- [Aim of the task]
Decide whether each statement agrees with the "Quotes of the Morning" post below. Answer yes or no for each, and quote the words of the post that decide it.
(a) The House approved the $56 billion tax cut bill by a vote of 234 to 197.
(b) Ibn al-Shaykh al-Libi was handed over to Egypt in January 2003.
(c) The House bill cut $50 billion from the food stamp program.

- [Provided passage]
+++

Mainly the Quotes of the Morning, with occasional Other Crap.

Friday, December 09, 2005

Quotes of the Morning: Beating a Dead Horse



“One brief moment further on the lovely tradition of rendition..”
-Skippy


“The Bush administration based a crucial prewar assertion about ties between Iraq and Al Qaeda on detailed statements made by a prisoner while in Egyptian custody who later said he had fabricated them to escape harsh treatment, according to current and former government officials.
The officials said the captive, Ibn al-Shaykh al-Libi, provided his most specific and elaborate accounts about ties between Iraq and Al Qaeda only after he was secretly handed over to Egypt by the United States in January 2002, in a process known as rendition.”
-New York Times, December 9, 2005

“So the rendition to Egypt to torture a captive (which of course, we don’t allow) gave us faulty information which was used to prop up support for the Iraq War. You see, rendition doesn’t just hurt those tortured. It has also helped to kill at least 2,135 American soldiers and at least 25,000 Iraqi civilians and it costing the American public billions of dollars a week. I guess there is only one thing to do..”
-Skippy


“The House today passed a $56 billion tax cut bill that extends for two years a reduction in tax rates for capital gains and dividend income.
After spirited debate, the House voted 234 to 197 to approve the bill, the fourth tax cut passed by the body in two days. The four tax cuts combined would slash federal revenue by $94.5 billion over five years, an amount nearly double the budget savings in a spending-reduction bill that Republicans pushed through the House last month.”
-Washington Post, December 8, 2005

“You see, the deficit has never been higher, and the middle class and the poor are being squeezed into non-existence to help pay for this war, so we need tax breaks for the wealthy. Don’t believe me? Look at the tax cuts listed. Dividend income (show me a poor person with a stock portfolio) and capital gains (which of course people only make if they own property.. and the more the merrier). And for the poor?”
-Skippy


“The U.S. House of Representatives voted on Friday to cut $700 million from the food stamp program as part of a broad bill to reduce federal spending by $50 billion, despite objections from antihunger groups.
Some 235,000 people would lose food stamp benefits under the House bill, according to one analysis.”

+++

- [Dataset entries]
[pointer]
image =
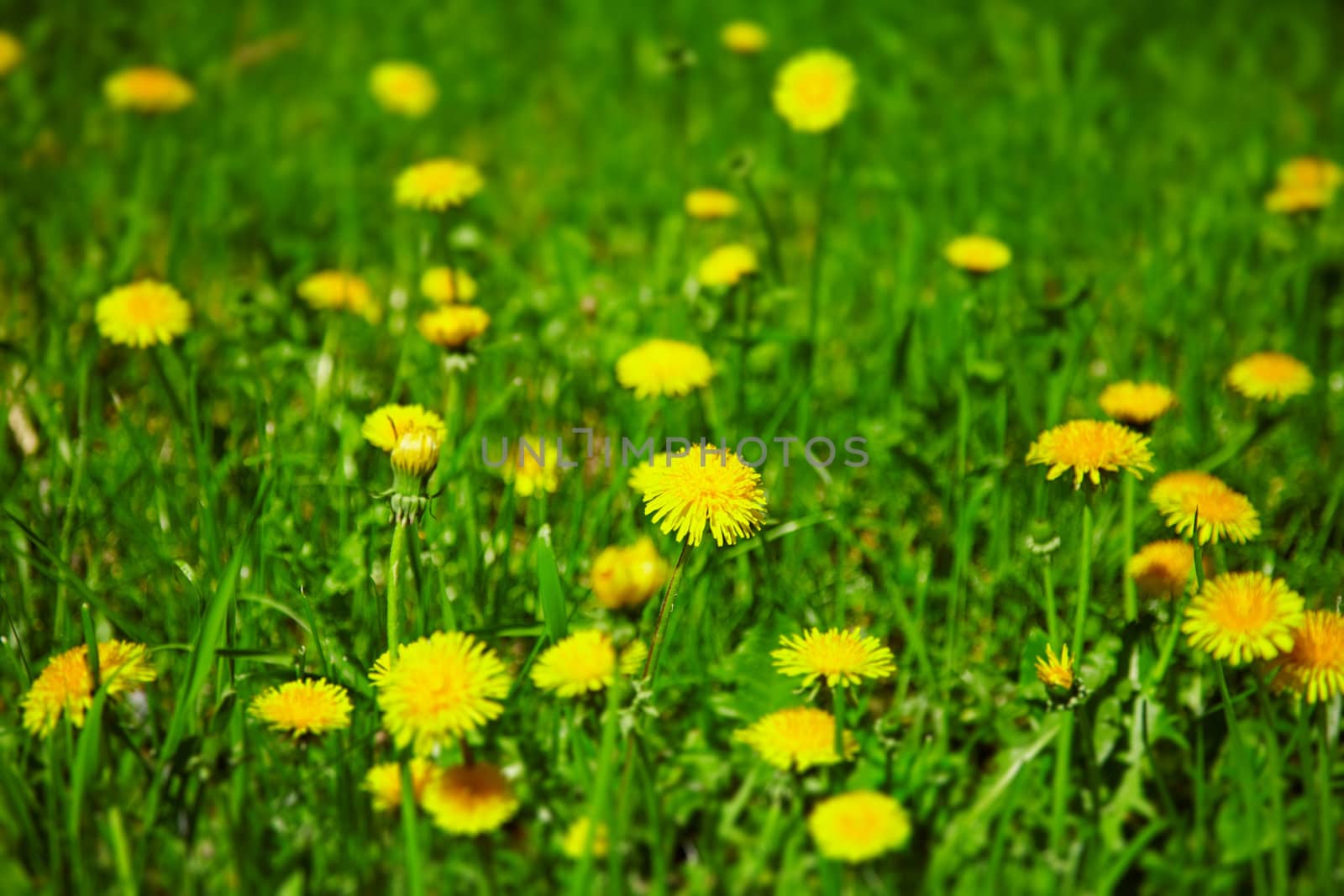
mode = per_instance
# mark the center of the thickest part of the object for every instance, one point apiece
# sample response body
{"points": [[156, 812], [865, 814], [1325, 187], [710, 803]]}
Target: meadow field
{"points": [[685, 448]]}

+++

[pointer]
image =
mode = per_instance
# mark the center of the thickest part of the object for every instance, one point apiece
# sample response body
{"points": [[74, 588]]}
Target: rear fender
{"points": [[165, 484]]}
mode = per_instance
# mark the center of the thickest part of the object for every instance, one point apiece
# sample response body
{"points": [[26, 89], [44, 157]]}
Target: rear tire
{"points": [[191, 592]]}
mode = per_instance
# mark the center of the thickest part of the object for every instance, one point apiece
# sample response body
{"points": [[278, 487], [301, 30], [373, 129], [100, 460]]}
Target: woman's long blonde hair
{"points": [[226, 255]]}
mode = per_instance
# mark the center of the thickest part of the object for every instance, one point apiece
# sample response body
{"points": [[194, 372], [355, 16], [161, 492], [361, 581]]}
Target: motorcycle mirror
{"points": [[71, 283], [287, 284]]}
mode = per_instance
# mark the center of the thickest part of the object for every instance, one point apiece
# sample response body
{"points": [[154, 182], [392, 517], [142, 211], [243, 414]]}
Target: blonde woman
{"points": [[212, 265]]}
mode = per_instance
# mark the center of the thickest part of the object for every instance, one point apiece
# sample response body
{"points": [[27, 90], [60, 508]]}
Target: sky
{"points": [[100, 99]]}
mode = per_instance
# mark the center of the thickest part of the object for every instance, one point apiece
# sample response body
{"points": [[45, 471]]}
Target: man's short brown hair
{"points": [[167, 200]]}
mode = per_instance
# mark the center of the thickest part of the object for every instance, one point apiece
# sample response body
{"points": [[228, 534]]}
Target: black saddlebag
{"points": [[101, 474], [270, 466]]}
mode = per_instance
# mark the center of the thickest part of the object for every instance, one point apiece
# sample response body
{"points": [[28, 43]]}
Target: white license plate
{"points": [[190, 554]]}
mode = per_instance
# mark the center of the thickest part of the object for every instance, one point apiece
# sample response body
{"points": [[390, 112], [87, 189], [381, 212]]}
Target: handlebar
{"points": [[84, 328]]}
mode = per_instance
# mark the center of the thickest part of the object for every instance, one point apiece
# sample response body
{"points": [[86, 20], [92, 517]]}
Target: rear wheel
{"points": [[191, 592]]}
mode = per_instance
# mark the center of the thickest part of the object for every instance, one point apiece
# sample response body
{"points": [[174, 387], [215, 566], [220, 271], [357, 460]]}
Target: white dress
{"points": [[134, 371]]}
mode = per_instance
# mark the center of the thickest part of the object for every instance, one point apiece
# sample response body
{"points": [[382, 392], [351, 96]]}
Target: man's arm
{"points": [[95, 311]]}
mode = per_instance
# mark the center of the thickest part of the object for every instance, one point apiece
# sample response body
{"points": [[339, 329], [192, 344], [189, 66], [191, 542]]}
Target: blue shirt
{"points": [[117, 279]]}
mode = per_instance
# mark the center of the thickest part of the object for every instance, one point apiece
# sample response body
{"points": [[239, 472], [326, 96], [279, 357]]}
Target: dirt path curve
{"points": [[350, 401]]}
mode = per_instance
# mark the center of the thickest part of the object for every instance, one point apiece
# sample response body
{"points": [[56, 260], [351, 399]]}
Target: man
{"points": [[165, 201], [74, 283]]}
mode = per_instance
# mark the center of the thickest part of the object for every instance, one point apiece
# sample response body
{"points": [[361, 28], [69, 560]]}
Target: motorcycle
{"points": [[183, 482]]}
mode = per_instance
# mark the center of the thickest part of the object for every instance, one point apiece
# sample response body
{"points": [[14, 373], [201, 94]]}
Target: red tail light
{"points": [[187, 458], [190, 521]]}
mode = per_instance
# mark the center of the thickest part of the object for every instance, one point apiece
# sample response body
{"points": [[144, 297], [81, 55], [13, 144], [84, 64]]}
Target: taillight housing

+++

- [Answer for this exercise]
(a) Yes: "the House voted 234 to 197 to approve the bill"
(b) No: "secretly handed over to Egypt by the United States in January 2002"
(c) No: "cut $700 million from the food stamp program as part of a broad bill to reduce federal spending by $50 billion"